* SHORT TASK
Retype exactly the lines that run from the line with "Task: point at every instance of the building" to the final line of the entries, keeping both ends and nothing else.

[Pointing dataset records]
▼
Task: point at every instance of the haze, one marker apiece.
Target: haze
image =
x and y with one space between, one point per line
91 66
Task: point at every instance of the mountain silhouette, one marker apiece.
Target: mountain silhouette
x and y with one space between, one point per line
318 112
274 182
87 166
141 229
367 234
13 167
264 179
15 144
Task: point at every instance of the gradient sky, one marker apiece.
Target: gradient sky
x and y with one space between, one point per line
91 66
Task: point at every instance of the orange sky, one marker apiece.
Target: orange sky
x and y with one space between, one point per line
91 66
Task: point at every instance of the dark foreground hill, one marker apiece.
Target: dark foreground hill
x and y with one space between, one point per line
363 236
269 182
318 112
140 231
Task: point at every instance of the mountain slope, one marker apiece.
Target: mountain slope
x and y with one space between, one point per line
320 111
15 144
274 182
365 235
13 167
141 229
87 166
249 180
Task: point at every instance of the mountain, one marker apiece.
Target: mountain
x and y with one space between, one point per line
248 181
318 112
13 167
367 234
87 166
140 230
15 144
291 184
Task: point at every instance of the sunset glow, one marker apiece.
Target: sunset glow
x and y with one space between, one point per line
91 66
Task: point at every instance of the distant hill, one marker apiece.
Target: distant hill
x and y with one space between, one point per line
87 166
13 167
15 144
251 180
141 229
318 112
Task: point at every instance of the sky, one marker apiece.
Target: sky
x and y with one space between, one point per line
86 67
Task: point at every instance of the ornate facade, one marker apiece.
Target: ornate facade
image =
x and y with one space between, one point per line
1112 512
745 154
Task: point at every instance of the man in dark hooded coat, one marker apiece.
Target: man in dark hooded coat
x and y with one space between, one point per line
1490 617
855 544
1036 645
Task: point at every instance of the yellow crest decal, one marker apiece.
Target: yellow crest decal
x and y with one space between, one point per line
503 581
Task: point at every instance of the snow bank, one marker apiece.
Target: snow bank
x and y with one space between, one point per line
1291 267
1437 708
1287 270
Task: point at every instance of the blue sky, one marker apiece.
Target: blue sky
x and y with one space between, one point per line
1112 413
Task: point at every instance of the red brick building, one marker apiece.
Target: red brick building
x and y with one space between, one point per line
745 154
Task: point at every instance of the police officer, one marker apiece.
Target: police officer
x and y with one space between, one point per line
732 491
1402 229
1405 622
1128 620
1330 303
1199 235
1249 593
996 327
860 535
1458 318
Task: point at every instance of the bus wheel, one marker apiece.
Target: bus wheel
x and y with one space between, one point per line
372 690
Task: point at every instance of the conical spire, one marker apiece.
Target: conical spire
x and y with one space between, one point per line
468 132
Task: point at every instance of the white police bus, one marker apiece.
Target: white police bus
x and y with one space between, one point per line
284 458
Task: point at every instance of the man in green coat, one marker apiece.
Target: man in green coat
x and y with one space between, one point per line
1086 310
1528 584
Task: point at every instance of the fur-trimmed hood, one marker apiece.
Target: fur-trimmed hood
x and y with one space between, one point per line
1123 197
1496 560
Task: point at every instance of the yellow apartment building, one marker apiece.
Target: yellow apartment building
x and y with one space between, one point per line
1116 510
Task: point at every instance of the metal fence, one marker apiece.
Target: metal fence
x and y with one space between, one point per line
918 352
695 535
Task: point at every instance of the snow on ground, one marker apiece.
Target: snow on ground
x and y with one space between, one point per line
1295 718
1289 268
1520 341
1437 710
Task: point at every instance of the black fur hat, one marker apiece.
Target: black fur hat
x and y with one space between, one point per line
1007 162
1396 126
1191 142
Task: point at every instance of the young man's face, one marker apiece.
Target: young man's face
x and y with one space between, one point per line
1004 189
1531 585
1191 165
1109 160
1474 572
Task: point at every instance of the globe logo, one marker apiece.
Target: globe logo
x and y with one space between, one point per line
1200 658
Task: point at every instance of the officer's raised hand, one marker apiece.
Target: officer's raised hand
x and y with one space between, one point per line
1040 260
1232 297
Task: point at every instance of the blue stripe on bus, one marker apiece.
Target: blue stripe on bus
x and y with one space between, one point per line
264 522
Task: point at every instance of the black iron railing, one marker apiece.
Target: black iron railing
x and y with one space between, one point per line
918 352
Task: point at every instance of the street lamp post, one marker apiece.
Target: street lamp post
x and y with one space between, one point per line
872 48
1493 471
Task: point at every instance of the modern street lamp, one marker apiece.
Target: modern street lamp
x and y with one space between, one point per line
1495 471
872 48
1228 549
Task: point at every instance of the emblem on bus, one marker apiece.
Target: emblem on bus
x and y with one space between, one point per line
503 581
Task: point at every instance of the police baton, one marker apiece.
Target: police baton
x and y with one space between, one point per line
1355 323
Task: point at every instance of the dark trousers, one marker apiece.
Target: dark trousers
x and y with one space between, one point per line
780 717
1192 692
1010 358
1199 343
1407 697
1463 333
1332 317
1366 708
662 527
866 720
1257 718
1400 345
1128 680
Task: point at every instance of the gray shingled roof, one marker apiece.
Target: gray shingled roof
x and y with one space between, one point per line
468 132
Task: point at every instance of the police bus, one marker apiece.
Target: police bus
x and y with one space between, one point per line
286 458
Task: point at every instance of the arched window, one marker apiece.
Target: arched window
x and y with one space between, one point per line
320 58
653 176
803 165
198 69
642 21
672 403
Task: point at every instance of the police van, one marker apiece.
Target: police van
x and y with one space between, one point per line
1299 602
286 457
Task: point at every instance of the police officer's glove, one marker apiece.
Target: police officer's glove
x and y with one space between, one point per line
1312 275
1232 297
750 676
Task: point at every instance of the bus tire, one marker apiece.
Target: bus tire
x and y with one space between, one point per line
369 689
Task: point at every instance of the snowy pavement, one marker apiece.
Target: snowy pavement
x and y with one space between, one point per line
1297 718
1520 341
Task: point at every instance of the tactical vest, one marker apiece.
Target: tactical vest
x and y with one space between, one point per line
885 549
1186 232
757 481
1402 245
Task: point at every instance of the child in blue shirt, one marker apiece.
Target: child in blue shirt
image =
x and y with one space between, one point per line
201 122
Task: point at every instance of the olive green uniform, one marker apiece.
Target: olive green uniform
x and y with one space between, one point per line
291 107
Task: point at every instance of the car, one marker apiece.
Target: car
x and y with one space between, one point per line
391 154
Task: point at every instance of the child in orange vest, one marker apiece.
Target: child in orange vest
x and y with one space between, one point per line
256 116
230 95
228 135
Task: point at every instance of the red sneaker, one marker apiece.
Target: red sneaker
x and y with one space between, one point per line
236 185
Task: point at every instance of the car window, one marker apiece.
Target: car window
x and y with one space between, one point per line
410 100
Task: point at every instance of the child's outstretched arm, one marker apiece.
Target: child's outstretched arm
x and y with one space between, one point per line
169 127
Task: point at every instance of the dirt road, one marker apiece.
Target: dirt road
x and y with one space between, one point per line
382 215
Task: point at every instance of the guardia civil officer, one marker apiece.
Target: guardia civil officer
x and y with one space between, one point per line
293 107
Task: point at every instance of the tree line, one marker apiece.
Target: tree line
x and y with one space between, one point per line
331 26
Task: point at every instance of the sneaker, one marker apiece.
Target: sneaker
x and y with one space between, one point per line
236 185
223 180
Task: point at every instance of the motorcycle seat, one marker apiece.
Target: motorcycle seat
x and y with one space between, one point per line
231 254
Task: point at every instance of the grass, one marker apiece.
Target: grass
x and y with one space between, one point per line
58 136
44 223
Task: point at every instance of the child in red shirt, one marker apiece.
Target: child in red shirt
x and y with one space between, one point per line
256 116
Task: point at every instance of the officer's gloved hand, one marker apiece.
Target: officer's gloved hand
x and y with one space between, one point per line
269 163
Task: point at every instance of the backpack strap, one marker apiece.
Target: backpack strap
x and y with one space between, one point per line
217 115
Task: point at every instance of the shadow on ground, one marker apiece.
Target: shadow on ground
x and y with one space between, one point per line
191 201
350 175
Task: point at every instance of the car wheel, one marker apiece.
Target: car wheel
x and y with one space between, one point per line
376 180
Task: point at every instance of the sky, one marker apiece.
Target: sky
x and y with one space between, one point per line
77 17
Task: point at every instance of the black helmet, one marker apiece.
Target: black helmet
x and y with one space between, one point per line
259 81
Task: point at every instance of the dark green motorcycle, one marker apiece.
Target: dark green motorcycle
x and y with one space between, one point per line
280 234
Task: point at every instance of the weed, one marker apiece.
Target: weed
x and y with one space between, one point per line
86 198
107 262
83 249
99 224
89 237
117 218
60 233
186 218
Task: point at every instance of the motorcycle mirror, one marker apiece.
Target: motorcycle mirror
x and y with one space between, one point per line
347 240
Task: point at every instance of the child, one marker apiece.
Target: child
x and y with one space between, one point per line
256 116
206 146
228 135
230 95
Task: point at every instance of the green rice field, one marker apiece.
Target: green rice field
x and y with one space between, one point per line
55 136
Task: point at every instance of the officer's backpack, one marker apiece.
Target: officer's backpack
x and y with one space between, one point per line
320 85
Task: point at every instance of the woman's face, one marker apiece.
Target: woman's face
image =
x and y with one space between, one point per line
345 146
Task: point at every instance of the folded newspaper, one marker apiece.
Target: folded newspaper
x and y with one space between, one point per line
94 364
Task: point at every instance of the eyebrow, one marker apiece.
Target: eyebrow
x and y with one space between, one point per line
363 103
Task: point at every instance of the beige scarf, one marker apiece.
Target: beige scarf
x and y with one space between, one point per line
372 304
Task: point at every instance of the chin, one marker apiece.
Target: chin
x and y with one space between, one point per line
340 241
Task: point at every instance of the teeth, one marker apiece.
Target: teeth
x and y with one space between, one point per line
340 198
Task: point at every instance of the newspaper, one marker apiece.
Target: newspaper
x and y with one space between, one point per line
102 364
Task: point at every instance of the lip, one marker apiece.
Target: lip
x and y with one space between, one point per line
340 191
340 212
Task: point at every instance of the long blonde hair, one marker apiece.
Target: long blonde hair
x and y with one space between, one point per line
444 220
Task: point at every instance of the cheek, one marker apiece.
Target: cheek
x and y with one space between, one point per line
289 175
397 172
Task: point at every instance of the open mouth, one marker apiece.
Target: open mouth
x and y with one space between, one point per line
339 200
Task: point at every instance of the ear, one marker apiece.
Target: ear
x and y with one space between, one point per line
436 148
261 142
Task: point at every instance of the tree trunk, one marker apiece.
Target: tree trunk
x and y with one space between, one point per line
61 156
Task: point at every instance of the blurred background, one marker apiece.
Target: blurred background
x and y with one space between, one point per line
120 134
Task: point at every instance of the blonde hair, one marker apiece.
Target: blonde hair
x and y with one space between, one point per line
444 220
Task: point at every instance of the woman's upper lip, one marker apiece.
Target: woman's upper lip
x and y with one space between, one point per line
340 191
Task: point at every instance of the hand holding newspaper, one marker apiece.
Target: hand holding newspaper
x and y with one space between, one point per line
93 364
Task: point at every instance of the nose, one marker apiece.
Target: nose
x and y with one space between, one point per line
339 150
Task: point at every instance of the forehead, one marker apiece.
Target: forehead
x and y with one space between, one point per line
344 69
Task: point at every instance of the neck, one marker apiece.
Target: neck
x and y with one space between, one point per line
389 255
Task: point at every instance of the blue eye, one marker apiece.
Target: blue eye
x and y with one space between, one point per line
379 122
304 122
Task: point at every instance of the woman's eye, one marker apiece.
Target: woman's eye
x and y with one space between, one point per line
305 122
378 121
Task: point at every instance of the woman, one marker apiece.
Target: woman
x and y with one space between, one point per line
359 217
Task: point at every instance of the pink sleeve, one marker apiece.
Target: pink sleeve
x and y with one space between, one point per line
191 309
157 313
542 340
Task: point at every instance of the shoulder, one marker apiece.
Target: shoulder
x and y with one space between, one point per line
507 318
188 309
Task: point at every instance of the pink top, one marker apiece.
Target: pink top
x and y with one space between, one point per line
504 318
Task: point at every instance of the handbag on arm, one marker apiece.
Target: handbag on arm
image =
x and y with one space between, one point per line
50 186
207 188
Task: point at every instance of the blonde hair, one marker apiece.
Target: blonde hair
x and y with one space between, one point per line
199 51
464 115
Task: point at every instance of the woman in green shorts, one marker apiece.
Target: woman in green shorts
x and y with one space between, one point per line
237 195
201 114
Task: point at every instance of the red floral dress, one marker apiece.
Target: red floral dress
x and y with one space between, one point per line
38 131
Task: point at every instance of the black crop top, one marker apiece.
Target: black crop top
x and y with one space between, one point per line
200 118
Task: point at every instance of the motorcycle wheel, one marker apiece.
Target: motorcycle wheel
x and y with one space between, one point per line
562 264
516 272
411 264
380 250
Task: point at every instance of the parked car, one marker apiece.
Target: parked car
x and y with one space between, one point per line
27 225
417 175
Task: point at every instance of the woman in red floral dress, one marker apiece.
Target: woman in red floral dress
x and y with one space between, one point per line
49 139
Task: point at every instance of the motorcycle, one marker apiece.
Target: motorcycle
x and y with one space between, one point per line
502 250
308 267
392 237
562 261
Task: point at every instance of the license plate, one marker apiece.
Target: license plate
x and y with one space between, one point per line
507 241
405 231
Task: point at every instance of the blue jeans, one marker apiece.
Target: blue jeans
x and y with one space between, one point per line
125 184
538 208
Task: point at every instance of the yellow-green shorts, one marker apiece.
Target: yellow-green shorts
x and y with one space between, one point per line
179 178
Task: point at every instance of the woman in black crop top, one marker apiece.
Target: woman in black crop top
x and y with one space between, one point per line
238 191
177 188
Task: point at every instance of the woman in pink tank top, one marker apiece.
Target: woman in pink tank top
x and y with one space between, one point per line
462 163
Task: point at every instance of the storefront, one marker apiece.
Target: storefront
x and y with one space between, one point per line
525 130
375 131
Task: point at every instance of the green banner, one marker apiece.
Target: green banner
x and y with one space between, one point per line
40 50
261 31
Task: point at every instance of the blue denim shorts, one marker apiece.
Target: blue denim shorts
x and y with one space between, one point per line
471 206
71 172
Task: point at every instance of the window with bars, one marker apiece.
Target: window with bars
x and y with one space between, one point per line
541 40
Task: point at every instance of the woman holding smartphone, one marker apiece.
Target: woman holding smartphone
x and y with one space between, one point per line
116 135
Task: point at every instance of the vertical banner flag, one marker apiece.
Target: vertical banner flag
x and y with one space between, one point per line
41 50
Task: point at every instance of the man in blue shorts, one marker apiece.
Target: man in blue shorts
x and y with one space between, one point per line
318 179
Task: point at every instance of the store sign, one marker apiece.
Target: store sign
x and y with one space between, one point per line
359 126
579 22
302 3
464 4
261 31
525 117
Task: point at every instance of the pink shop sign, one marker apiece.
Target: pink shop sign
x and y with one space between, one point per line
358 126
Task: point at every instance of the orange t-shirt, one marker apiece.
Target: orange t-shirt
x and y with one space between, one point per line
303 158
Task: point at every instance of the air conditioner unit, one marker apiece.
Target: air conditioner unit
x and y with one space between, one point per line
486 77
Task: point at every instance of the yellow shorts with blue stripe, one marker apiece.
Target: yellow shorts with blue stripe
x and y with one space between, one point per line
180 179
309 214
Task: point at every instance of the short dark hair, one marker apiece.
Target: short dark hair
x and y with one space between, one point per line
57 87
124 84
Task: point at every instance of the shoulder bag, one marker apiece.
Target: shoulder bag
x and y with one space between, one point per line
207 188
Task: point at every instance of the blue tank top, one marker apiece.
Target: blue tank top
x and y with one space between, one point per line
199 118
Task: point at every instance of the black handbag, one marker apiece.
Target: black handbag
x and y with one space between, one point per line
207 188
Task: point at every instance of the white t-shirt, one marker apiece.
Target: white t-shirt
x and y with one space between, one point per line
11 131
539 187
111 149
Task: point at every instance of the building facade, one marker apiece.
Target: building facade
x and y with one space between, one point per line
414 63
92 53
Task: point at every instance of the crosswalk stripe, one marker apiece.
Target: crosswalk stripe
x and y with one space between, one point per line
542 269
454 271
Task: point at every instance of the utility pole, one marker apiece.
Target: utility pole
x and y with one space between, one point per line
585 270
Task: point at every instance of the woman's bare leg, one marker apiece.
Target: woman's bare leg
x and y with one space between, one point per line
▲
* RESULT OF THIS EXERCISE
Task: point at every instance of the building facade, one marker apiece.
Target: building facade
x and y with one space between, one point per line
414 63
92 53
Task: point at every instance of the crosswalk stripe, one marker apiece.
Target: crosswalk stripe
x and y with one space between, one point per line
542 269
454 271
Task: point at every instance of the utility pole, one marker apiece.
Target: utility pole
x and y with one space between, one point per line
585 270
Task: point at every instance of the woman's bare leg, one marker apiece.
Target: woman's bare leg
x and y with one space between, one point per line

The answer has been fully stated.